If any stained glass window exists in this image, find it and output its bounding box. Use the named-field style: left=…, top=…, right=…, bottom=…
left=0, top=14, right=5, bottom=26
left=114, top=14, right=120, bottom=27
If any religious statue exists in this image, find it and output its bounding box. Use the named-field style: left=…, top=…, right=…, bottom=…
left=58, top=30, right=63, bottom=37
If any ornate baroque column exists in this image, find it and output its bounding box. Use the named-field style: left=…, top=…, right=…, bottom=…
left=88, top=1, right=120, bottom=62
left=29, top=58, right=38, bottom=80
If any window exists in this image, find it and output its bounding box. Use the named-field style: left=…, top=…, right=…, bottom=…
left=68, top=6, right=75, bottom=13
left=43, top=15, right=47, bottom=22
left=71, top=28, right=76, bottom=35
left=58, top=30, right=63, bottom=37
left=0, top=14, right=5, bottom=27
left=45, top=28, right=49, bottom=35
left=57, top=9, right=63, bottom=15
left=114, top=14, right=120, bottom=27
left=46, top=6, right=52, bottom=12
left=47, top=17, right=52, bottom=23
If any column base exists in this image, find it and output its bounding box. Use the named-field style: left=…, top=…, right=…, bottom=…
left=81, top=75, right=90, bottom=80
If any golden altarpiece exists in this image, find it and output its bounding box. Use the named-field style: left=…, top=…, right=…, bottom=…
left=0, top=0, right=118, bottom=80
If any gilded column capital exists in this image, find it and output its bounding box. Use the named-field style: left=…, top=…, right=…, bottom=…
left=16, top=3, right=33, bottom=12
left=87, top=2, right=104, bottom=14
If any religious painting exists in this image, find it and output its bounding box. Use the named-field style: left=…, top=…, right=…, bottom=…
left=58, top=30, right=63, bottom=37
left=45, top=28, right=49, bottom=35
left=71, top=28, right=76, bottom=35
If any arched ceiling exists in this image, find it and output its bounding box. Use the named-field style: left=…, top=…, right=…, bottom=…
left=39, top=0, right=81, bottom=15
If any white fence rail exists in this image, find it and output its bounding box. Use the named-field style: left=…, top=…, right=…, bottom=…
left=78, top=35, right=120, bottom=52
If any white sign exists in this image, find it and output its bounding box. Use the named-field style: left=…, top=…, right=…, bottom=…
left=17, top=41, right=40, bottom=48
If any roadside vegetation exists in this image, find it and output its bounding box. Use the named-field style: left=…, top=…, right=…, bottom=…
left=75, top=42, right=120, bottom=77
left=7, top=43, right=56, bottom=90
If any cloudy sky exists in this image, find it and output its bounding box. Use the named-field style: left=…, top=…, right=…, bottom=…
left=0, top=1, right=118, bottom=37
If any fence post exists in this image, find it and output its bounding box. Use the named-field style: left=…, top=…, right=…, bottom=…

== == ==

▸ **Problem details**
Rewrite all of the data above, swapping "named-field style" for "key-value style" everywhere it appears and leaving everything else as it is.

▸ **Worked solution**
If any stained glass window exists in this image, find it and output its bounding box. Use the key-value style: left=…, top=…, right=…, bottom=…
left=0, top=14, right=5, bottom=26
left=114, top=14, right=120, bottom=27
If any religious statue exists in this image, find it and output its bounding box. Use the key-value style: left=…, top=…, right=…, bottom=…
left=58, top=30, right=63, bottom=37
If any ornate baroque column exists in this image, find it and output its bounding box. Use the key-value style: left=…, top=…, right=…, bottom=…
left=88, top=1, right=120, bottom=62
left=29, top=58, right=38, bottom=80
If any window exists in this image, find it and output its bounding box. Use the key-value style: left=…, top=…, right=…, bottom=…
left=68, top=6, right=75, bottom=13
left=43, top=15, right=47, bottom=22
left=71, top=28, right=76, bottom=35
left=58, top=30, right=63, bottom=37
left=0, top=14, right=5, bottom=27
left=45, top=28, right=49, bottom=35
left=57, top=9, right=63, bottom=15
left=114, top=14, right=120, bottom=27
left=46, top=6, right=52, bottom=12
left=47, top=17, right=52, bottom=23
If any column base exists in this image, find it and output its bounding box. Use the key-value style: left=…, top=…, right=…, bottom=…
left=81, top=75, right=90, bottom=80
If any golden altarpiece exists in this image, find it and output its bounding box. Use the key-value style: left=…, top=…, right=…, bottom=…
left=0, top=0, right=118, bottom=80
If any gilded column capital exists in this image, find it and output its bounding box. Use the key-value style: left=…, top=…, right=…, bottom=…
left=16, top=3, right=33, bottom=12
left=87, top=2, right=104, bottom=14
If any religious painting exists in this image, find it and output its bounding box. Use the key-value style: left=…, top=…, right=…, bottom=…
left=58, top=30, right=63, bottom=37
left=45, top=28, right=49, bottom=35
left=71, top=28, right=76, bottom=35
If any arched ceiling exists in this image, find it and output its bounding box. Use the key-value style: left=…, top=…, right=…, bottom=…
left=39, top=0, right=81, bottom=15
If any white fence rail exists in this image, find it and output its bounding box. Use the key-value style: left=…, top=…, right=…, bottom=…
left=78, top=35, right=120, bottom=52
If any white sign exists in this image, find it and output its bounding box. Use the key-value style: left=…, top=…, right=…, bottom=…
left=17, top=41, right=40, bottom=48
If any roadside vegetation exists in this image, find it and output its bounding box. Use the key-value style: left=…, top=…, right=…, bottom=…
left=75, top=42, right=120, bottom=77
left=7, top=43, right=56, bottom=90
If any cloudy sky exists in this image, find it and output its bounding box. Use the key-value style: left=…, top=…, right=…, bottom=…
left=0, top=1, right=118, bottom=37
If any fence post exists in this image, find it and output its bounding box. Use the key-value style: left=…, top=…, right=…, bottom=…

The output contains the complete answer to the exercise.